▸ **WHAT IS NEEDED**
Convert the lines into a JSON list of strings, one string per line and with blank lines omitted, starting with the line containing "segment steel rail, each instance" and going on through the end of the records.

▸ **Annotation records**
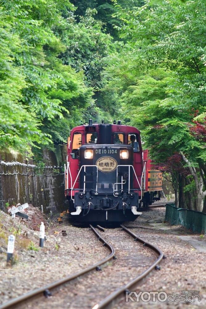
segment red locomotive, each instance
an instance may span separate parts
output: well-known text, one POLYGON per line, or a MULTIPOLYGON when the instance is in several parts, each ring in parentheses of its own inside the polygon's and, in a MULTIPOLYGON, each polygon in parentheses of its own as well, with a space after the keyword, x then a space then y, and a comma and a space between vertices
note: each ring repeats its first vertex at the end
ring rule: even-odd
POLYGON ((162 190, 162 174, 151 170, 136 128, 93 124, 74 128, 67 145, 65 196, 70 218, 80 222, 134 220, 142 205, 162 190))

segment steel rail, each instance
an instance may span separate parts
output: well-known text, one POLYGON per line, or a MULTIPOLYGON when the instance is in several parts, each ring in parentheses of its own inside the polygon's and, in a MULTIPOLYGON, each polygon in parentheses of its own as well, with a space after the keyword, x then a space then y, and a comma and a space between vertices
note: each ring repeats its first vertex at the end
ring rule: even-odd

▸ **EXERCISE ANSWER**
[
  "segment steel rail, each instance",
  "an instance may span separate parts",
  "output: well-known text, one POLYGON per line, or a MULTIPOLYGON when the instance is in several parts, each ring in parentheses of its own inside the polygon's and, in a MULTIPOLYGON, each polygon in parentheses of its own as well, with a space after the keyword, x then a space then y, and a comma and a space between vertices",
  "note: each ring repeats its first vertex at the end",
  "ring rule: even-odd"
]